⟨
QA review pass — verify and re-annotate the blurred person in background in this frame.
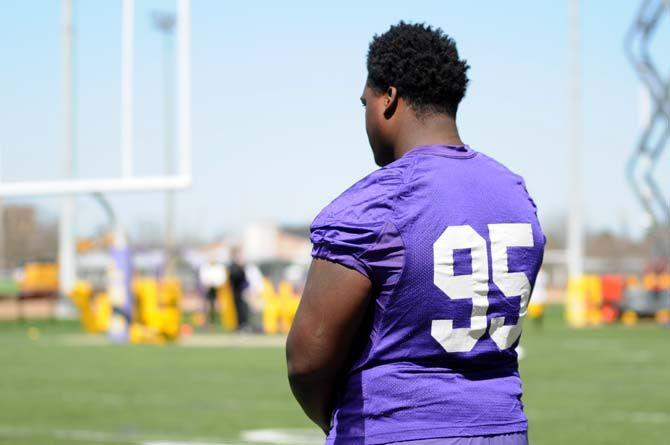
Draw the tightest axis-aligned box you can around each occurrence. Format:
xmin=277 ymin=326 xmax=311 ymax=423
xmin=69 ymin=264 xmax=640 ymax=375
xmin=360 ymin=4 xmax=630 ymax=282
xmin=286 ymin=22 xmax=545 ymax=445
xmin=198 ymin=260 xmax=226 ymax=326
xmin=228 ymin=246 xmax=250 ymax=331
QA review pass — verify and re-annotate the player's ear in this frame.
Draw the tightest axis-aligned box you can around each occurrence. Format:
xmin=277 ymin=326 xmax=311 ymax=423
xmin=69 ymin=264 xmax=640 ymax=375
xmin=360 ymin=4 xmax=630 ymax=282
xmin=384 ymin=87 xmax=398 ymax=119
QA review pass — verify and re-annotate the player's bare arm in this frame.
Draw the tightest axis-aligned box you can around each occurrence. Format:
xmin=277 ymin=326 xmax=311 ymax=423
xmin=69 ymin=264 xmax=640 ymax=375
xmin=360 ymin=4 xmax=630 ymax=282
xmin=286 ymin=259 xmax=371 ymax=432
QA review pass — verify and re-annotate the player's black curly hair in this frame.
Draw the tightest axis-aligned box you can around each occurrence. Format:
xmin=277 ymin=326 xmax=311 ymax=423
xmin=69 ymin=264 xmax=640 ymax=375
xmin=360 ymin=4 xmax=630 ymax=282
xmin=367 ymin=21 xmax=470 ymax=117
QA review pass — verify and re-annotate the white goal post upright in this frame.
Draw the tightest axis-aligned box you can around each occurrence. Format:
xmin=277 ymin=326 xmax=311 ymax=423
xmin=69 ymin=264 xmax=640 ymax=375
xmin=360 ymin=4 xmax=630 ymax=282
⟩
■ **REQUEST**:
Identify each line in the items above that contains the word "frame". Copy every such line in full.

■ **WRITTEN REPLY**:
QA review pass — verify and re-annotate the blurred person in background in this frame.
QA review pass — verify and re-annotate the player's ear in this frame.
QA review pass — verify and re-annotate the player's bare arm in this frame.
QA review pass — verify and re-annotate the player's black curly hair in this frame.
QA review pass — verify and re-annotate the white goal post upright in this frame.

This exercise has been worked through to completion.